● **Page**:
►

In 2003, the district court in Stalnaker v. Novar Corp., explained as follows:
“In most cases when the parties settle, the court does not examine or approve their agreements; the settlements are purely private contracts. However, when, as here, a settlement [must be] approved by a court, the settlement becomes part of the judicial record....
“There is a common-law presumption that judicial records are public documents. Nixon v. Warner Communications, Inc., 435 U.S. 589, 597, 98 S.Ct. 1306, 55 L.Ed.2d 570 (1978); Chicago Tribune Co. v. Bridgestone/Firestone, 263 F.3d 1304, 1311 (11th Cir. 2001)....[T]he presumption is based on the nature of democracy and the ‘citizen's desire to keep a watchful eye on the workings of public agencies.' Nixon, 435 U.S. at 598, 98 S.Ct. 1306. A judge is ‘the primary representative of the public interest in the judicial process and is duty-bound therefore to review any request to seal' any part of the record. For this reason, a
judge ‘may not rubber stamp a stipulation to seal the record.' Citizens First Nat'l Bank of Princeton v. Cincinnati Ins. Co., 178 F.3d 943, 945 (7th Cir. 1999).
“The strength of the presumption of openness falls along a continuum, with the presumption being stronger for documents that ‘directly affect an adjudication' than for documents, such as certain discovery materials, that ‘come within a court's purview solely to insure their irrelevance.' United States v. Amodeo, 71 F.3d 1044, 1049 (2nd Cir. 1995); see also Chicago Tribune, 263 F.3d at 1311.

◄

(Raw records)
►

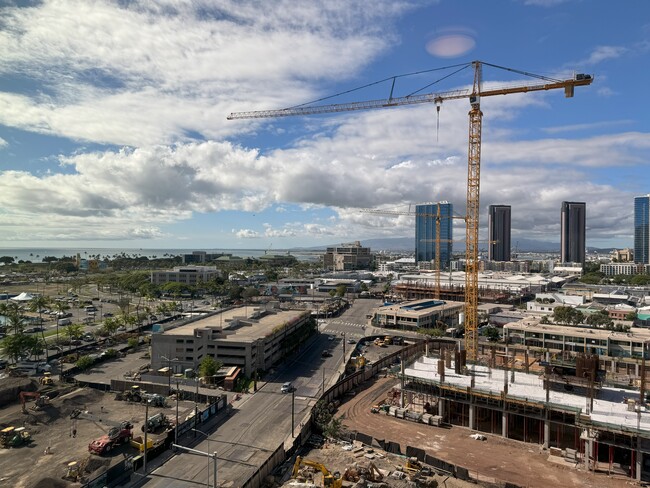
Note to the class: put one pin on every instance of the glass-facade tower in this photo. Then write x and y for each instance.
(499, 232)
(572, 238)
(642, 229)
(425, 232)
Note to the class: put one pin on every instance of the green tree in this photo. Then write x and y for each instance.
(73, 332)
(341, 290)
(38, 304)
(249, 292)
(111, 325)
(14, 318)
(209, 367)
(84, 362)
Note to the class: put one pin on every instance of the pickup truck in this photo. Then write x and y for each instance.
(116, 436)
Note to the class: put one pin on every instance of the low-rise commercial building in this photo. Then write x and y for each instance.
(607, 344)
(347, 257)
(425, 314)
(251, 339)
(187, 275)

◄

● **Task instructions**:
1 – List every court case named in the excerpt on sealing court records.
2 – From the excerpt on sealing court records, repeat word for word the part that opens with the words containing "In 2003, the" and closes with "the judicial record....".

● **Task-by-task solutions**:
1 –
Stalnaker v. Novar Corp.
Nixon v. Warner Communications, Inc.
Chicago Tribune Co. v. Bridgestone/Firestone
Citizens First Nat'l Bank of Princeton v. Cincinnati Ins. Co.
United States v. Amodeo

2 –
In 2003, the district court in Stalnaker v. Novar Corp., explained as follows:
“In most cases when the parties settle, the court does not examine or approve their agreements; the settlements are purely private contracts. However, when, as here, a settlement [must be] approved by a court, the settlement becomes part of the judicial record....